- _GIVEN RECORDS_:
· · · · · · ·

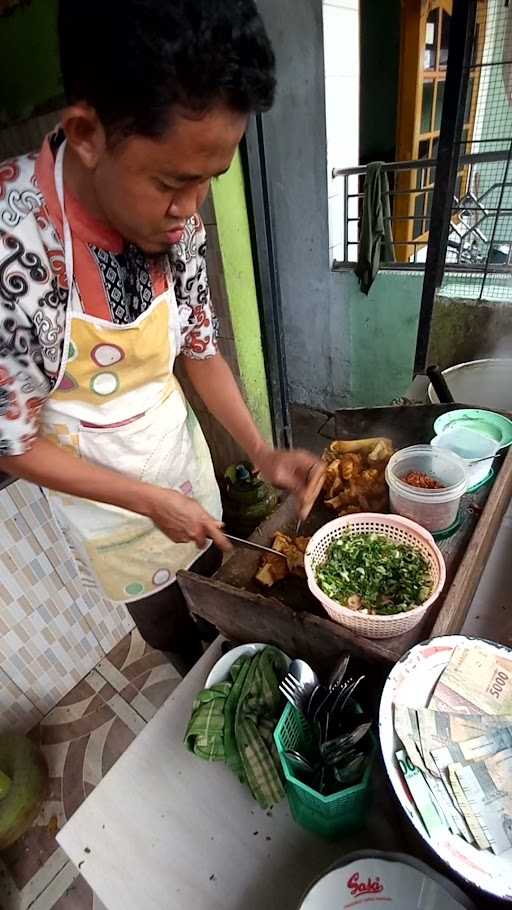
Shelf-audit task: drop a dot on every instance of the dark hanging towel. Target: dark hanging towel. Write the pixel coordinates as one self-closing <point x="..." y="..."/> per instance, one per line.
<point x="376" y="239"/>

· · · · · · ·

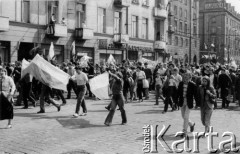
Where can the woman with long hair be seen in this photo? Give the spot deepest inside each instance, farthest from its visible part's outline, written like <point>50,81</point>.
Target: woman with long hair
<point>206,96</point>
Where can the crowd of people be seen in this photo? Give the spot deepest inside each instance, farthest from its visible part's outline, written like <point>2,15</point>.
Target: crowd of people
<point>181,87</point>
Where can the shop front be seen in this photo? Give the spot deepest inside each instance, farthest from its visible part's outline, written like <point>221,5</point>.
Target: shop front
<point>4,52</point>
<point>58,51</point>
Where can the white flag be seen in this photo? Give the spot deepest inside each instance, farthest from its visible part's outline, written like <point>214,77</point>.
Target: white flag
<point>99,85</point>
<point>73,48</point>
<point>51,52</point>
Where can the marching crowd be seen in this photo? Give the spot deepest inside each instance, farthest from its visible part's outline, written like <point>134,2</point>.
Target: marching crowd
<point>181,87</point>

· · · · · · ·

- _TASK DESCRIPTION_: Pull out each line of the listing above that contains the word "spot", and copy every such line in full.

- _RESULT FOR THIS TASK_:
Where can the woman with long hair be seen in this photo? Give the spot deepest inside each instance, farthest from its visible part's outline, written like <point>50,81</point>.
Where can the crowd of people be seen in this photo? Give the spot deepest inside each instance, farthest from its visible part's outline, written like <point>2,15</point>.
Where can the shop front be seen in this photo? Give the spot deepest inside each instance, farthest from its visible part's outline, written like <point>221,5</point>.
Where can the white flag be seen in this photo? Give the spot deepest inside each instance, farthest from its visible part's outline, written like <point>214,77</point>.
Where can the marching crowd be seen in this photo? Give the spot deepest inside each instance, farthest from its visible part's outline, written like <point>134,2</point>.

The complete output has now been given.